- _EXERCISE TASK_: Copy out all of the data below with no alterations.
════════════════
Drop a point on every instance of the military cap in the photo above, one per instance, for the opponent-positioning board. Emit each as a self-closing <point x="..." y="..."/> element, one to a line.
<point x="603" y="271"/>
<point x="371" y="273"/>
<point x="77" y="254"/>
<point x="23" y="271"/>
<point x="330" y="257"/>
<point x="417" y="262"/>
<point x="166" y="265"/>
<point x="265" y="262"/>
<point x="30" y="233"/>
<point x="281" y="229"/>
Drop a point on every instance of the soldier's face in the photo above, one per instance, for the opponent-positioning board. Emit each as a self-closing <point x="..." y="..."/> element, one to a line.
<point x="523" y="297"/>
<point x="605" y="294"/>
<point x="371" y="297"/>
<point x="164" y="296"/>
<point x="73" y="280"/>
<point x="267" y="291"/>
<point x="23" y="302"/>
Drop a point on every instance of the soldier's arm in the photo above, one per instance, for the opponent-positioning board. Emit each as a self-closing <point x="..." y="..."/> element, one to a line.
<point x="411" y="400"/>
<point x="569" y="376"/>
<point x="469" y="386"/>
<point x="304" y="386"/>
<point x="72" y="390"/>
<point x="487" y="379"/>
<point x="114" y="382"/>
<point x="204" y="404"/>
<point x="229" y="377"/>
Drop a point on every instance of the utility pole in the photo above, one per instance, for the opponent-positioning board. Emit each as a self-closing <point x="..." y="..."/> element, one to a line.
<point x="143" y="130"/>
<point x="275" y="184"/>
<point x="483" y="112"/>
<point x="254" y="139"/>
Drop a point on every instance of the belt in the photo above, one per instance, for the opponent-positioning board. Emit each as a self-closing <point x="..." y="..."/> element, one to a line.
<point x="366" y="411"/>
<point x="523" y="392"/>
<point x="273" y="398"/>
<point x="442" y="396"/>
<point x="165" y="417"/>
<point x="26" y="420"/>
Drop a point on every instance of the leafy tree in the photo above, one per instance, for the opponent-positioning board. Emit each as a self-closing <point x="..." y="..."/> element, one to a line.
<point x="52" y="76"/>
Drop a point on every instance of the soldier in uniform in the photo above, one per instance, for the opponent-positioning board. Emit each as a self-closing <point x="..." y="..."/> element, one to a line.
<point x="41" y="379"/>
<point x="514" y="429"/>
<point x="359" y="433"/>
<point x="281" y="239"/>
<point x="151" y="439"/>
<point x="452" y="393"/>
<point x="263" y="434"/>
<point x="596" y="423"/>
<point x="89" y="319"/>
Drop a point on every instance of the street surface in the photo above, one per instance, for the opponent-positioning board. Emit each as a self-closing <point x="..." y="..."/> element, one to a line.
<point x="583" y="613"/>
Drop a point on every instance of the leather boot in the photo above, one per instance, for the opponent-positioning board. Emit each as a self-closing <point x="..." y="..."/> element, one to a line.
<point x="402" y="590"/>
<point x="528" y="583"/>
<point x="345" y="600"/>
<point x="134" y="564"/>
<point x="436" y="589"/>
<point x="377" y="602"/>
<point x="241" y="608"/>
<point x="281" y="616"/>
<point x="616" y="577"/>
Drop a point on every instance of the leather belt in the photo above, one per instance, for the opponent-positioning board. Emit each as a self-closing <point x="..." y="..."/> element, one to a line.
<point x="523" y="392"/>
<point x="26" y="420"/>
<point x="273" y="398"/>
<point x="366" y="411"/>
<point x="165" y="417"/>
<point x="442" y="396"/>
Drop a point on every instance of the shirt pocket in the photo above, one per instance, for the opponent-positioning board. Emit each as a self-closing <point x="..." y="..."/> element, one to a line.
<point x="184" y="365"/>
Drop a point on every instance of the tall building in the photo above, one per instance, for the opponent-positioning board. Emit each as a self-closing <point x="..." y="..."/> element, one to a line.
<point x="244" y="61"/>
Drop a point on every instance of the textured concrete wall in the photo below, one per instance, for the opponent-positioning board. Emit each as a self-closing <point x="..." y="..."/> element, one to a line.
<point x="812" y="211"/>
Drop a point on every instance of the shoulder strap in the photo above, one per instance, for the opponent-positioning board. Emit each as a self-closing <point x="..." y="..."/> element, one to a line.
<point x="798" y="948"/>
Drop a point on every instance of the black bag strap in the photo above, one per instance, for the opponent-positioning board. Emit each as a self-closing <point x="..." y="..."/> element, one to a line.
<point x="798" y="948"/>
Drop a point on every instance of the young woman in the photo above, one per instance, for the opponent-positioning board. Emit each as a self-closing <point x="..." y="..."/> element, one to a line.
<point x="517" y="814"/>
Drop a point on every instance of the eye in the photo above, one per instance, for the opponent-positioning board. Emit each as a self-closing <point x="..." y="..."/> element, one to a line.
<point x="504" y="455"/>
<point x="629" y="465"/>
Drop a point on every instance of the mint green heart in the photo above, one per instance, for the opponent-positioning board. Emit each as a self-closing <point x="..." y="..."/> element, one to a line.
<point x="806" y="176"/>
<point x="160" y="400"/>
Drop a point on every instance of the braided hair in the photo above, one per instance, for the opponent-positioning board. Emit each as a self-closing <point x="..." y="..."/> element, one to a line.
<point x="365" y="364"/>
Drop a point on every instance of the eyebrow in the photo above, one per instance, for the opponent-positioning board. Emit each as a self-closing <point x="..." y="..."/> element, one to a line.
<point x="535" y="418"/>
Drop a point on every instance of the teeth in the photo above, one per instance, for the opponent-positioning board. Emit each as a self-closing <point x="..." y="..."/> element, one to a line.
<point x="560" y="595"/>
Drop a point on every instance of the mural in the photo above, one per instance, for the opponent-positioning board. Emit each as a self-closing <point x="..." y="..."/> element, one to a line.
════════════════
- _FINISHED TASK_:
Drop a point on every instance of the military cap in the photo above, one per instance, for the opponent-positioning board. Emit each as a self-closing <point x="..." y="..."/> element, one to a line.
<point x="603" y="271"/>
<point x="371" y="273"/>
<point x="77" y="254"/>
<point x="23" y="271"/>
<point x="330" y="257"/>
<point x="417" y="262"/>
<point x="166" y="265"/>
<point x="265" y="262"/>
<point x="30" y="233"/>
<point x="281" y="229"/>
Drop a point on every instance of the soldier's face in the photo above, one per instance, for the opponent-positioning board. Emit each as a self-closing <point x="..." y="..."/> element, one to a line.
<point x="523" y="297"/>
<point x="605" y="294"/>
<point x="371" y="297"/>
<point x="164" y="296"/>
<point x="73" y="280"/>
<point x="267" y="291"/>
<point x="23" y="302"/>
Drop a point on every instance of the soldier's arm in the photo above, one per instance, for the opponent-positioning board. Emit each as a self-closing <point x="..." y="..."/> element, one to a line.
<point x="411" y="400"/>
<point x="569" y="376"/>
<point x="469" y="386"/>
<point x="304" y="386"/>
<point x="72" y="390"/>
<point x="487" y="379"/>
<point x="114" y="382"/>
<point x="204" y="404"/>
<point x="229" y="377"/>
Drop a point on every instance of the utility pole in the photo above, one per instance, for the opponent-positioning board. Emit each as a self-closing <point x="..." y="..."/> element, one to a line.
<point x="143" y="130"/>
<point x="275" y="184"/>
<point x="483" y="112"/>
<point x="254" y="139"/>
Drop a point on every instance of the belt in the photo above, one per instance, for the opponent-positioning board. Emit each as a self-closing <point x="..." y="..."/> element, one to a line.
<point x="366" y="411"/>
<point x="523" y="392"/>
<point x="273" y="398"/>
<point x="442" y="396"/>
<point x="165" y="417"/>
<point x="26" y="420"/>
Drop a point on every instance of the leafy tree in the photo above, one per instance, for the opponent-positioning board. Emit each as a self-closing <point x="..." y="..."/> element, one to a line.
<point x="52" y="76"/>
Drop a point on every instance of the soldier in uniform in the photo above, one per instance, for the opponent-positioning board. Emit each as a self-closing <point x="..." y="..."/> element, one to a line.
<point x="41" y="379"/>
<point x="514" y="429"/>
<point x="359" y="433"/>
<point x="281" y="239"/>
<point x="151" y="439"/>
<point x="452" y="393"/>
<point x="263" y="434"/>
<point x="596" y="423"/>
<point x="89" y="319"/>
Drop a point on every instance of the street surface in the photo above, one per instance, for the opponent-positioning board. Emit each as a self-closing <point x="..." y="..."/> element, one to a line.
<point x="583" y="613"/>
Drop a point on every instance of the leather boot in the photo above, one per instance, for the opponent-positioning board. Emit each as a self-closing <point x="..." y="..."/> element, one to a line.
<point x="402" y="590"/>
<point x="528" y="583"/>
<point x="345" y="600"/>
<point x="134" y="564"/>
<point x="436" y="589"/>
<point x="377" y="602"/>
<point x="241" y="608"/>
<point x="281" y="616"/>
<point x="616" y="577"/>
Drop a point on every instance of the leather belt in the photo above, one per instance, for the opponent-positioning board. Emit each as a self-closing <point x="..." y="..."/> element, one to a line.
<point x="523" y="392"/>
<point x="26" y="420"/>
<point x="273" y="398"/>
<point x="366" y="411"/>
<point x="165" y="417"/>
<point x="442" y="396"/>
Drop a point on every instance of the shirt pocket in the photo above, one per instance, for the opponent-positioning board. Emit each as a self-closing <point x="..." y="..."/> element, one to a line.
<point x="184" y="365"/>
Drop a point on every instance of the tall building in the photo above, one per instance, for the opponent-positioning board. Emit each as a self-closing <point x="..." y="..."/> element, one to a line.
<point x="244" y="61"/>
Drop a point on every instance of the textured concrete wall in the photo below, one per instance, for the opponent-positioning board. Emit each as a self-closing <point x="..." y="..."/> element, one to a line.
<point x="812" y="211"/>
Drop a point on every instance of the shoulder strap in the photo above, one per instance, for the opponent-positioning board. Emit each as a self-closing <point x="..." y="..."/> element, one to a line.
<point x="798" y="948"/>
Drop a point on every instance of the black bag strap in the photo above, one per instance, for the opponent-positioning board. Emit each as a self-closing <point x="..." y="..."/> element, one to a line.
<point x="798" y="948"/>
Drop a point on every instance of the young woman in the photo above, one per instance, for the opponent-positioning board. Emit each as a self-closing <point x="..." y="..."/> element, one to a line.
<point x="517" y="814"/>
Drop a point on every instance of the eye in the photo above, one per instance, for the opponent-positioning board. Emit each as a self-closing <point x="..." y="..."/> element, one to a line.
<point x="504" y="455"/>
<point x="629" y="465"/>
Drop a point on every instance of the mint green heart in the photo above, one per instance, for the opponent-positioning board. Emit each as a self-closing <point x="..." y="..."/> element, one to a line.
<point x="806" y="176"/>
<point x="160" y="400"/>
Drop a point on every instance of the braided hair in the photo above, one per instance, for the opponent-positioning board. Emit each as a self-closing <point x="..." y="..."/> element, one to a line.
<point x="365" y="364"/>
Drop a point on every instance of the eyebrow in the photo above, one per instance, for the opponent-positioning board. Emit each as a self-closing <point x="..." y="..."/> element, one to a line.
<point x="535" y="418"/>
Drop a point on every instance of the teeth in the photo above, one per instance, for the opponent-positioning board. Emit each as a self-closing <point x="..." y="..."/> element, one to a line.
<point x="560" y="595"/>
Drop a point on every instance of the mural in the photo above, one per instance, for the opponent-positioning board. Emit each as a self-closing <point x="..." y="..."/> element, one to a line.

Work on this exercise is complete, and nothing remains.